[RECORDED INFORMATION — start]

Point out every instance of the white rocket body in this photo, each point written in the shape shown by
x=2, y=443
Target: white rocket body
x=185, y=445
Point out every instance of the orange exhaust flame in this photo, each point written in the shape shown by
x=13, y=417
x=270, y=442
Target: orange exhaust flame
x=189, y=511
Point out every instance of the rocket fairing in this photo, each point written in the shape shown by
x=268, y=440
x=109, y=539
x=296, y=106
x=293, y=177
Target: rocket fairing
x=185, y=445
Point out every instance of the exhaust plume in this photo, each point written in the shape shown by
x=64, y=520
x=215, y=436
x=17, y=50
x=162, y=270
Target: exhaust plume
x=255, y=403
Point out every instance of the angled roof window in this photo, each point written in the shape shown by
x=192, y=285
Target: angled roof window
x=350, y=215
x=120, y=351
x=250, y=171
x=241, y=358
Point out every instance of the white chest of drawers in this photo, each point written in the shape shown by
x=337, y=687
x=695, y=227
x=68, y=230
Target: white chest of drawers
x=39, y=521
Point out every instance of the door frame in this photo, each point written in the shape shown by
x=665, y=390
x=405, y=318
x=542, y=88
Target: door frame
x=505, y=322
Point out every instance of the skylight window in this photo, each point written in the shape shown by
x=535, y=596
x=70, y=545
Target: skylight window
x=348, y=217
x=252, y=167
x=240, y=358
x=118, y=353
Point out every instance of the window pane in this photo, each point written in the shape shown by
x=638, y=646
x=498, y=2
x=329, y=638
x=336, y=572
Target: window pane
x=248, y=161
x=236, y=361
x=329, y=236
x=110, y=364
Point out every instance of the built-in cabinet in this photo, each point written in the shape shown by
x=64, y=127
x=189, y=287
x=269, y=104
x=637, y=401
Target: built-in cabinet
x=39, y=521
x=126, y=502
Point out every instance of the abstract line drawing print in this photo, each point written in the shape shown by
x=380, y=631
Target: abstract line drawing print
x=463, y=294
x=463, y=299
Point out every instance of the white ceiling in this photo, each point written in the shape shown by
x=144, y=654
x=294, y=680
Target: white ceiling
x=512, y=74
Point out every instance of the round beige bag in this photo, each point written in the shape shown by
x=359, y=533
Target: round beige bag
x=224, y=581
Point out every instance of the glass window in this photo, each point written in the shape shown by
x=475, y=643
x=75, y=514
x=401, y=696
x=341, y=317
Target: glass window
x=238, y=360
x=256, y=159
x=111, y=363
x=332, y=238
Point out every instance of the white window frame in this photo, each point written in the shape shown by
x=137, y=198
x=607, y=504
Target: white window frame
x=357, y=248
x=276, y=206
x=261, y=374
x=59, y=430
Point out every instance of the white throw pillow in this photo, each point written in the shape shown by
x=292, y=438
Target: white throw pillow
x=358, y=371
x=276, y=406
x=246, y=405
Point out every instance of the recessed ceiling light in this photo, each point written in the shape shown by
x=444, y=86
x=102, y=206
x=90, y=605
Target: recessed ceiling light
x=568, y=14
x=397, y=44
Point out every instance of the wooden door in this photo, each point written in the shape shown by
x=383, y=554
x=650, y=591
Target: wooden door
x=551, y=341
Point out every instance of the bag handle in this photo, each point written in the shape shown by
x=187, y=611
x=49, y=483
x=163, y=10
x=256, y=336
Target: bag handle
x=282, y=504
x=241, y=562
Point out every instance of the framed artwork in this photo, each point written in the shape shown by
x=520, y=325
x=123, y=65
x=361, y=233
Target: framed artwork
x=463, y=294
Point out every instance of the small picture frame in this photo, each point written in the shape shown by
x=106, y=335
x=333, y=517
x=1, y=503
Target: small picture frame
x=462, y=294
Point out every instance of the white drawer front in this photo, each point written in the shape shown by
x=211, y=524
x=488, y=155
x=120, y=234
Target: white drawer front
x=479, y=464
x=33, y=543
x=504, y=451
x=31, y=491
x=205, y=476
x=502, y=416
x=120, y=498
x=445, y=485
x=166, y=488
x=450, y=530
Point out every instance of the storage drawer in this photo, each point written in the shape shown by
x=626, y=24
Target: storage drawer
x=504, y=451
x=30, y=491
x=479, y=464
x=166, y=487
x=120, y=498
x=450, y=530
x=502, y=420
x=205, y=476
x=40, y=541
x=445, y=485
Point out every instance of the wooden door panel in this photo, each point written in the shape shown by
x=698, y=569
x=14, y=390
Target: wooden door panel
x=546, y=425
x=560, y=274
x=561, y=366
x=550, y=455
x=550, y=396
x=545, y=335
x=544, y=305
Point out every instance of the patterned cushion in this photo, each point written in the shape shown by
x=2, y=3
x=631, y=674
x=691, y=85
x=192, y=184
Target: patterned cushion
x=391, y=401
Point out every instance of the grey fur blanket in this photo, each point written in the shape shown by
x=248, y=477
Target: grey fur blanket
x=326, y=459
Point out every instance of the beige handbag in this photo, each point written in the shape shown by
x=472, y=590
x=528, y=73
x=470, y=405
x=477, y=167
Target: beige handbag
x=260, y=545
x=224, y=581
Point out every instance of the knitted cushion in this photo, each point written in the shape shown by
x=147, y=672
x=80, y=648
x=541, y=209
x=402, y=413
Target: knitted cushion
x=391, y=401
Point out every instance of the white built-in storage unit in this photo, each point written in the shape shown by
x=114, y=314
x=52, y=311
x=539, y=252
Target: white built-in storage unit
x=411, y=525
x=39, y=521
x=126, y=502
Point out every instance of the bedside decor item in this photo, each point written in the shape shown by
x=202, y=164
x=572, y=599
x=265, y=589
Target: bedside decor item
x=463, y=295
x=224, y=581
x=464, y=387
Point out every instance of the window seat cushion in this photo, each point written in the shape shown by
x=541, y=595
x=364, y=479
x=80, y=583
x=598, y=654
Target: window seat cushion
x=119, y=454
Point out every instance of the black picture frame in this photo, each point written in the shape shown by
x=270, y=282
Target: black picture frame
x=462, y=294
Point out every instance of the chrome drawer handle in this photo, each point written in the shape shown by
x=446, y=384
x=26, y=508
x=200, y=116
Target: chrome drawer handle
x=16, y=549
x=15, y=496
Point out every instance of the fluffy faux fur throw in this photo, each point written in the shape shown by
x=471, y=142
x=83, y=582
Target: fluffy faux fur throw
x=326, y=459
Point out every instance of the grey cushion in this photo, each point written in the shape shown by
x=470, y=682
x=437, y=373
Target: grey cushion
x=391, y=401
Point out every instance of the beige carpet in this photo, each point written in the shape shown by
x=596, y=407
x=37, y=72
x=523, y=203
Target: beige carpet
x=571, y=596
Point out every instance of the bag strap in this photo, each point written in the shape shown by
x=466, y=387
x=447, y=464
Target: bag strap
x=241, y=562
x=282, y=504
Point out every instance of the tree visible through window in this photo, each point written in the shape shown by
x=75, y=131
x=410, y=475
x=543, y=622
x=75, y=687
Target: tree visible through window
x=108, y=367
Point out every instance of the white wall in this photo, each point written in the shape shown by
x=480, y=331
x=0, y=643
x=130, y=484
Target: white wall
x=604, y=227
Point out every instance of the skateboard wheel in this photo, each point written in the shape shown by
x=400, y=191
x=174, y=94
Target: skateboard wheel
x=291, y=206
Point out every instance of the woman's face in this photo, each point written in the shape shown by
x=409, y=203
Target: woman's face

[RECORDED INFORMATION — finish]

§ ACTIVITY: From the data above, output every line exactly.

§ YOUR RESPONSE:
Point out every instance of the white rocket body in this photo, each point written in the shape shown by
x=2, y=443
Target: white rocket body
x=185, y=445
Point out every instance of the orange exhaust flame in this photo, each point written in the shape shown by
x=13, y=417
x=270, y=442
Target: orange exhaust flame
x=189, y=511
Point out every instance of the rocket fairing in this photo, each point written in the shape shown by
x=268, y=440
x=109, y=539
x=296, y=106
x=293, y=177
Target: rocket fairing
x=185, y=445
Point out every instance of the exhaust plume in this photo, each point written in the shape shown by
x=64, y=520
x=215, y=436
x=17, y=50
x=162, y=270
Target: exhaust plume
x=255, y=403
Point out every instance of the angled roof window in this photo, each point written in the shape shown by
x=192, y=285
Target: angled roof window
x=350, y=215
x=120, y=351
x=250, y=171
x=241, y=358
Point out every instance of the white chest of drawers in this photo, each point written in the shape shown by
x=337, y=687
x=695, y=227
x=68, y=230
Target: white chest of drawers
x=39, y=521
Point out every instance of the door frame in this photo, each point written in the shape shown by
x=665, y=390
x=405, y=318
x=542, y=88
Target: door frame
x=505, y=322
Point out every instance of the skylight window in this photo, each point written in the shape shown by
x=535, y=596
x=70, y=545
Target: skylight window
x=348, y=217
x=252, y=167
x=240, y=358
x=118, y=353
Point out every instance of the window pane in this photo, each point written in the shape shown by
x=638, y=646
x=498, y=2
x=329, y=638
x=336, y=572
Target: window pane
x=248, y=161
x=236, y=361
x=329, y=236
x=110, y=364
Point out every instance of the built-in cabinet in this photo, each point written in the shape shown by
x=64, y=127
x=189, y=287
x=269, y=104
x=637, y=401
Target: built-in cabinet
x=39, y=521
x=126, y=502
Point out every instance of the abstract line drawing print in this photo, each point written in the shape shown by
x=380, y=631
Target: abstract line drawing print
x=463, y=294
x=463, y=299
Point out every instance of the white ceiling in this photo, each point written in the shape shown by
x=144, y=654
x=294, y=680
Target: white ceiling
x=512, y=74
Point out every instance of the round beige bag in this photo, each point written in the shape shown by
x=359, y=533
Target: round beige bag
x=224, y=581
Point out every instance of the glass window in this photo, each point written in the shape shown by
x=475, y=643
x=75, y=514
x=401, y=696
x=341, y=317
Target: glass window
x=238, y=360
x=256, y=159
x=111, y=363
x=332, y=238
Point out every instance of the white window frame in this photo, each point written in the shape shown by
x=137, y=198
x=607, y=504
Target: white window frame
x=357, y=248
x=276, y=206
x=261, y=374
x=59, y=430
Point out every instance of the white throw pillow in this photo, each point written in the shape shown by
x=292, y=438
Target: white throw pillow
x=358, y=371
x=276, y=406
x=246, y=405
Point out every instance of the recessed ceiling light in this photo, each point written in the shape shown by
x=444, y=86
x=102, y=206
x=90, y=605
Target: recessed ceiling light
x=568, y=14
x=397, y=44
Point out every instance of the wooden door in this photo, each point written in the shape shown by
x=383, y=554
x=650, y=591
Target: wooden door
x=551, y=341
Point out every instance of the bag handle in this photo, each point written in the shape shown by
x=187, y=611
x=49, y=483
x=163, y=10
x=256, y=336
Target: bag handle
x=282, y=504
x=241, y=562
Point out every instance of the framed artwork in this photo, each point written in the shape shown by
x=520, y=325
x=123, y=65
x=361, y=233
Target: framed artwork
x=463, y=294
Point out every instance of the small picture frame in this photo, each point written in the shape shown by
x=106, y=335
x=333, y=517
x=1, y=503
Target: small picture frame
x=462, y=294
Point out every instance of the white drawer front in this photo, each point written in the shape shown by
x=211, y=524
x=488, y=155
x=120, y=234
Target: white drawer front
x=479, y=464
x=33, y=543
x=504, y=451
x=31, y=491
x=205, y=476
x=502, y=416
x=120, y=498
x=445, y=485
x=166, y=488
x=450, y=530
Point out every instance of the storage drawer in this photo, each point written in the shape shown by
x=626, y=24
Target: storage drawer
x=504, y=451
x=30, y=491
x=479, y=464
x=166, y=487
x=120, y=498
x=450, y=530
x=502, y=420
x=205, y=476
x=40, y=541
x=445, y=485
Point out every instance of the wooden door panel in this photo, each point written in the shape shown by
x=698, y=569
x=14, y=390
Target: wooden door panel
x=546, y=425
x=560, y=274
x=561, y=366
x=550, y=455
x=550, y=396
x=545, y=335
x=544, y=305
Point out every instance of the patterned cushion in this photo, each point written in the shape shown by
x=2, y=3
x=631, y=674
x=691, y=85
x=192, y=184
Target: patterned cushion
x=391, y=401
Point out every instance of the grey fur blanket in this photo, each point written in the shape shown by
x=248, y=477
Target: grey fur blanket
x=326, y=459
Point out every instance of the beige handbag in this photo, each point written in the shape shown by
x=472, y=590
x=528, y=73
x=470, y=405
x=477, y=167
Target: beige handbag
x=260, y=545
x=224, y=581
Point out every instance of the knitted cushion in this photo, each point written in the shape shown by
x=147, y=672
x=80, y=648
x=541, y=209
x=402, y=413
Target: knitted cushion
x=391, y=401
Point out every instance of the white built-in storage unit in this photo, each point written in the shape shown by
x=114, y=314
x=52, y=311
x=539, y=252
Target: white built-in storage unit
x=411, y=525
x=39, y=521
x=126, y=502
Point out every instance of the bedside decor item in this photo, each point written in the shape shown by
x=202, y=164
x=572, y=599
x=265, y=589
Target: bedside decor item
x=463, y=295
x=224, y=581
x=464, y=387
Point out every instance of the window seat cushion in this photo, each point written in the shape shown by
x=541, y=595
x=364, y=479
x=80, y=583
x=598, y=654
Target: window seat cushion
x=119, y=454
Point out every instance of the black picture frame in this photo, each point written in the shape shown by
x=270, y=282
Target: black picture frame
x=462, y=294
Point out every instance of the chrome drawer handle in this photo, each point written in the shape shown by
x=446, y=384
x=26, y=508
x=200, y=116
Target: chrome drawer handle
x=16, y=549
x=15, y=496
Point out every instance of the fluffy faux fur throw in this photo, each point written in the shape shown by
x=471, y=142
x=83, y=582
Target: fluffy faux fur throw
x=326, y=459
Point out every instance of the grey cushion in this photo, each point written in the shape shown by
x=470, y=682
x=437, y=373
Target: grey cushion
x=391, y=401
Point out every instance of the beige carpet in this photo, each point written in the shape shown by
x=596, y=407
x=37, y=72
x=523, y=203
Target: beige carpet
x=571, y=596
Point out every instance of the bag strap in this photo, each point written in the shape shown by
x=466, y=387
x=447, y=464
Target: bag strap
x=241, y=562
x=282, y=504
Point out every instance of the tree visible through window in this photo, each point written in the shape shown by
x=75, y=131
x=410, y=475
x=543, y=622
x=75, y=687
Target: tree visible through window
x=108, y=367
Point out every instance of the white wall in this photo, each point written in the shape shown by
x=480, y=331
x=0, y=643
x=130, y=484
Target: white wall
x=604, y=227
Point out every instance of the skateboard wheel in this photo, each point written in the shape shown by
x=400, y=191
x=174, y=94
Target: skateboard wheel
x=291, y=206
Point out every instance of the woman's face in this photo, each point written in the shape shown by
x=409, y=203
Target: woman's face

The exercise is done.